#### SUPPLIED DATA:
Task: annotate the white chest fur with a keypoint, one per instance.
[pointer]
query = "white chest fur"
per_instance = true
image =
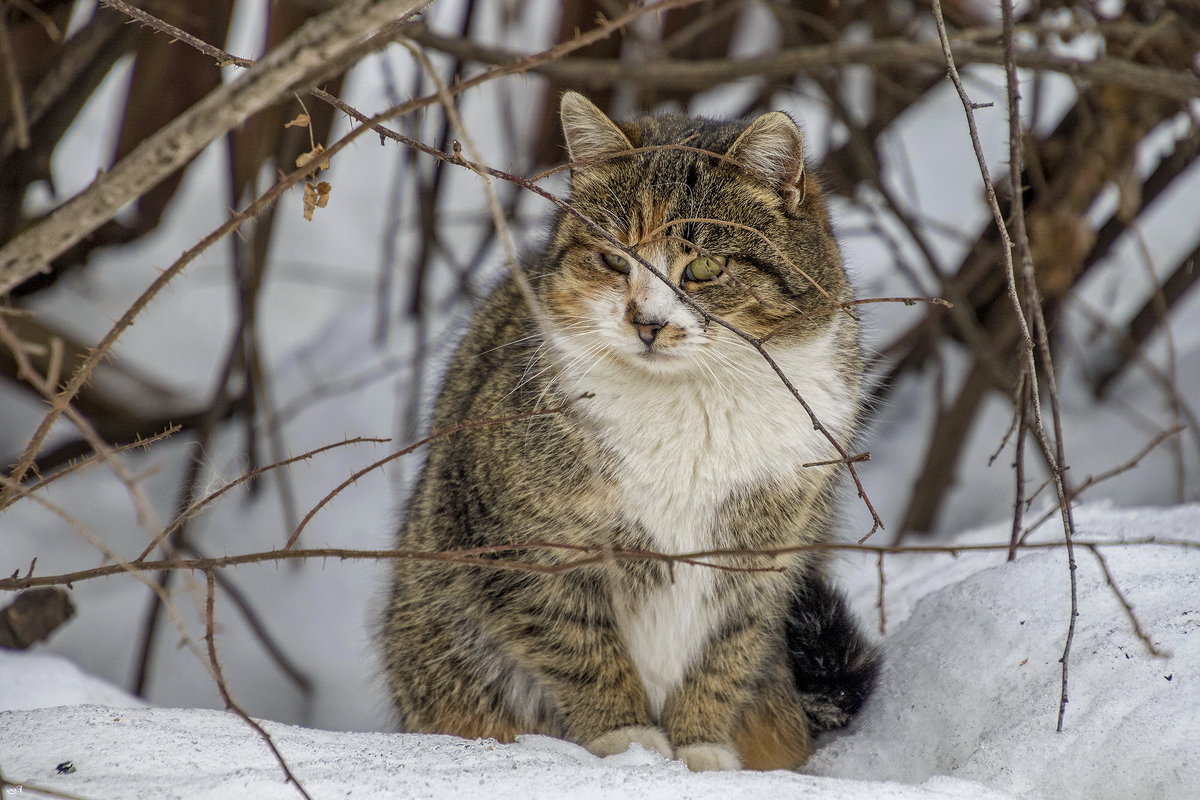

#### PROBLEM:
Format the listing above as a Markdown table with the columns "Row" and "Entry", one row per non-blank line, and leave the pictures out.

#### THE RESPONSE:
| Row | Entry |
|---|---|
| 1 | Task: annotate the white chest fur with a keypoint, one per instance. |
| 2 | [pointer] |
| 3 | query = "white chest fur" |
| 4 | per_instance = true |
| 5 | image = |